╭─ The data
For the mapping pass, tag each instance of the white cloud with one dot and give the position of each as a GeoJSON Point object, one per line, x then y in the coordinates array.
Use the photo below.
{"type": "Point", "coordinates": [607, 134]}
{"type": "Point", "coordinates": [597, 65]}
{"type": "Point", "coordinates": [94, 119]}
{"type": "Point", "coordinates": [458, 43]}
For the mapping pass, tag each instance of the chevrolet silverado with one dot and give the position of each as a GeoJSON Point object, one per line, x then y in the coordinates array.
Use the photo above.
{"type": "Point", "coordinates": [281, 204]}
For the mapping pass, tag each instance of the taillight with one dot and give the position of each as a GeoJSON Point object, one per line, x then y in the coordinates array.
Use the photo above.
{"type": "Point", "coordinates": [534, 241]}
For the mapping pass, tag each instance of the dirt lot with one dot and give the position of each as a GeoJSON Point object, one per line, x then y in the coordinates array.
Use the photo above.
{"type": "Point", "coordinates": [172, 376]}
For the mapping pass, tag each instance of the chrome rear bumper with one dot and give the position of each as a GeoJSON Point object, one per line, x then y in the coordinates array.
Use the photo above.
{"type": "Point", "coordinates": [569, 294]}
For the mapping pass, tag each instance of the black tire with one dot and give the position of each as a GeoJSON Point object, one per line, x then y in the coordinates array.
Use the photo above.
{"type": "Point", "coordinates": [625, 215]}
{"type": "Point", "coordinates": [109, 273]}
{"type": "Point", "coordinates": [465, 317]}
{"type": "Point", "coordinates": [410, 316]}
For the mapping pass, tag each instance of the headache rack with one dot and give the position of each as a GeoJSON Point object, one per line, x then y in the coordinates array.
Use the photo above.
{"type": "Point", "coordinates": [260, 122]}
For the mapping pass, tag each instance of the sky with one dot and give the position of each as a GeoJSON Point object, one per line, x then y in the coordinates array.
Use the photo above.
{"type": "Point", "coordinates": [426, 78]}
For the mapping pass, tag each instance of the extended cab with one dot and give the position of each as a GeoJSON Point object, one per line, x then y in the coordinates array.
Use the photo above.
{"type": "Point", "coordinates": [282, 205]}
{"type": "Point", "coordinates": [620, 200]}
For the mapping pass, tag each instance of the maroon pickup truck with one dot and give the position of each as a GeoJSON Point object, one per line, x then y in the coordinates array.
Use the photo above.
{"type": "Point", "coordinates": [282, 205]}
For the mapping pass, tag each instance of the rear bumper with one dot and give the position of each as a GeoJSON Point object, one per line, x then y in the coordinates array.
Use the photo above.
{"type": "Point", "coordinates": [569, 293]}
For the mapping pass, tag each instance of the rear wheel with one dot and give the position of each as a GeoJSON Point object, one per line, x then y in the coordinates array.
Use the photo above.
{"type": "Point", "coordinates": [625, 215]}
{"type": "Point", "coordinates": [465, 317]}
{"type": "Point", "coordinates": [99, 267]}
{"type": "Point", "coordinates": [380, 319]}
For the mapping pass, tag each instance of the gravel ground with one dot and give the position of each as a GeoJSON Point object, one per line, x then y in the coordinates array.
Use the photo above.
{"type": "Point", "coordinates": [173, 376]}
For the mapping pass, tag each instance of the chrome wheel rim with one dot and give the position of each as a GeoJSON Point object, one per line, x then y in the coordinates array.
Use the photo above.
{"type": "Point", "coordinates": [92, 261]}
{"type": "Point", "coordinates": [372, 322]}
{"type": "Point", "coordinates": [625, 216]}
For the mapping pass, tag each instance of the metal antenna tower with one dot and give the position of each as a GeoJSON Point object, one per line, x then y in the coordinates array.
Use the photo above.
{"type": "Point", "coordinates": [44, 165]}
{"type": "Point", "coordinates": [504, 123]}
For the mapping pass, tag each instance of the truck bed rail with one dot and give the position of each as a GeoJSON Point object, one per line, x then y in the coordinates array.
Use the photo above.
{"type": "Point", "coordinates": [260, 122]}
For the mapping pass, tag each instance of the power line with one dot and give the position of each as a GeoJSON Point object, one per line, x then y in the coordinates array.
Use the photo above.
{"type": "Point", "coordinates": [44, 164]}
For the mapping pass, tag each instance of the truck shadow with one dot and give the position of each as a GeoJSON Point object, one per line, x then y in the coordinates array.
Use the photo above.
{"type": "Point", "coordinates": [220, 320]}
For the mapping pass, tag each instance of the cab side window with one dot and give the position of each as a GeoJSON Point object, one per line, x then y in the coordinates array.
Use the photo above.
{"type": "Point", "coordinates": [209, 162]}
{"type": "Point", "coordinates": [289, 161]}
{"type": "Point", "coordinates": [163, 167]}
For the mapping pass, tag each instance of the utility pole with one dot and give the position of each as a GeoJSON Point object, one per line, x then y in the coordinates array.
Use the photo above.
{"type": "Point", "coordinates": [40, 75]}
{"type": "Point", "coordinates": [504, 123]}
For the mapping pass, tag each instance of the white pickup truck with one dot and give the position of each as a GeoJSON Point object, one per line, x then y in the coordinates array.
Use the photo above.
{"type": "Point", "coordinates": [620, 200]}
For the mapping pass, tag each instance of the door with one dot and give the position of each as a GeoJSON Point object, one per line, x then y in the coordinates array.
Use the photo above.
╰─
▸ **Direction**
Copy every record exactly as presented.

▸ **Final answer**
For the mapping pass, tag each instance of the white cloud with one dot and give the position of each as a GeoJSON Point object, one per line, x then y in the coordinates array.
Use the photo below.
{"type": "Point", "coordinates": [607, 134]}
{"type": "Point", "coordinates": [597, 65]}
{"type": "Point", "coordinates": [94, 119]}
{"type": "Point", "coordinates": [458, 43]}
For the mapping pass, tag each instance of the chevrolet silverado with one dot and give the position of each as a GeoJSON Point object, one per line, x then y in the coordinates array.
Use the photo above.
{"type": "Point", "coordinates": [281, 204]}
For the mapping pass, tag each instance of the taillight with one dot and give the position of each as a GeoJSON Point object, one per line, x then y in the coordinates array.
Use the photo above.
{"type": "Point", "coordinates": [534, 241]}
For the mapping pass, tag each instance of the dirt lot with one dot and give the position of each as a GeoJSON Point object, one per line, x then y in the coordinates array.
Use the photo above.
{"type": "Point", "coordinates": [172, 376]}
For the mapping pass, tag each instance of the chrome rear bumper with one dot and give the position of each as a GeoJSON Point object, one per line, x then y in the coordinates array.
Use the photo above.
{"type": "Point", "coordinates": [569, 294]}
For the mapping pass, tag each instance of the black tire with one dot and give the position of each as a GeoJSON Point object, one per line, x then y in the coordinates array.
Use the photo above.
{"type": "Point", "coordinates": [625, 215]}
{"type": "Point", "coordinates": [109, 273]}
{"type": "Point", "coordinates": [465, 317]}
{"type": "Point", "coordinates": [410, 316]}
For the mapping pass, tag each instance of the headache rack with one dot and give the position of each as a GeoJSON Point object, one per line, x then y in the coordinates array.
Use the photo above.
{"type": "Point", "coordinates": [260, 122]}
For the mapping pass, tag each instance of the sky with one dot and give the position of each as a GeoJSON Point object, one per line, x then y in the coordinates array.
Use the photo above.
{"type": "Point", "coordinates": [426, 78]}
For the mapping pass, tag each instance of the extended cab with one dot and give the position of each as a GeoJSON Point object, one per line, x then y in the coordinates array.
Use the photo above.
{"type": "Point", "coordinates": [282, 205]}
{"type": "Point", "coordinates": [620, 200]}
For the mapping pass, tag each instance of the maroon pickup truck with one dot and give the position of each as a GeoJSON Point object, one per line, x then y in the coordinates array.
Use the photo above.
{"type": "Point", "coordinates": [282, 205]}
For the mapping pass, tag each instance of the rear bumper with one dot and give the position of each as a GeoJSON Point object, one per line, x then y in the coordinates array.
Use the photo above.
{"type": "Point", "coordinates": [569, 293]}
For the mapping pass, tag each instance of the rear wheel with one dot and give the position of each as a GeoJSON Point object, one per line, x then y in the coordinates array.
Use the photo above.
{"type": "Point", "coordinates": [625, 215]}
{"type": "Point", "coordinates": [465, 317]}
{"type": "Point", "coordinates": [99, 267]}
{"type": "Point", "coordinates": [380, 319]}
For the mapping pass, tag each instance of the gravel ground with one dot and give the position of each as a GeoJSON Point object, one per line, x then y in the coordinates array.
Use the photo above.
{"type": "Point", "coordinates": [173, 376]}
For the mapping pass, tag each instance of the chrome wheel rim with one dot and give the position of each as a GeoJSON Point object, one per line, x then y in the coordinates array.
Use the photo above.
{"type": "Point", "coordinates": [92, 261]}
{"type": "Point", "coordinates": [372, 322]}
{"type": "Point", "coordinates": [625, 216]}
For the mapping pass, tag each instance of the metal antenna tower with one dot and give the position of each as a GeoJSON Point object, one per line, x then y in the coordinates array.
Use the photo above.
{"type": "Point", "coordinates": [44, 165]}
{"type": "Point", "coordinates": [504, 123]}
For the mapping pass, tag each instance of the truck bed rail with one dot and give the position of each as a GeoJSON Point object, one per line, x then y in the coordinates array.
Use the photo above.
{"type": "Point", "coordinates": [260, 122]}
For the mapping pass, tag each instance of the power line with one dot and give the position of each as a GeoJSON Point object, one per line, x then y in the coordinates array.
Use the photo above.
{"type": "Point", "coordinates": [44, 164]}
For the mapping pass, tag each instance of the truck shadow with one dot and give the position of each as a GeoJSON Point object, one per line, x then y in the coordinates array.
Use the photo above.
{"type": "Point", "coordinates": [220, 320]}
For the mapping pass, tag each instance of the cab side window with one dot and give the position of each as a GeoJSON Point object, one per line, x then y in the coordinates array.
Use the photo above.
{"type": "Point", "coordinates": [209, 162]}
{"type": "Point", "coordinates": [289, 161]}
{"type": "Point", "coordinates": [163, 167]}
For the mapping pass, tag each instance of the utility pole with one dot and give the position of each as a GeoJSON Point object, one per line, x then y in the coordinates array.
Use the photo above.
{"type": "Point", "coordinates": [40, 75]}
{"type": "Point", "coordinates": [504, 123]}
For the mapping pass, tag each instance of the white pickup truck with one dot and give the position of each as a GeoJSON Point object, one per line, x then y in the coordinates array.
Use the photo above.
{"type": "Point", "coordinates": [620, 200]}
For the mapping pass, tag each instance of the door with one dot and give the position of each as a GeoJSON Point object, one per line, x then y in the coordinates array.
Use the photo above.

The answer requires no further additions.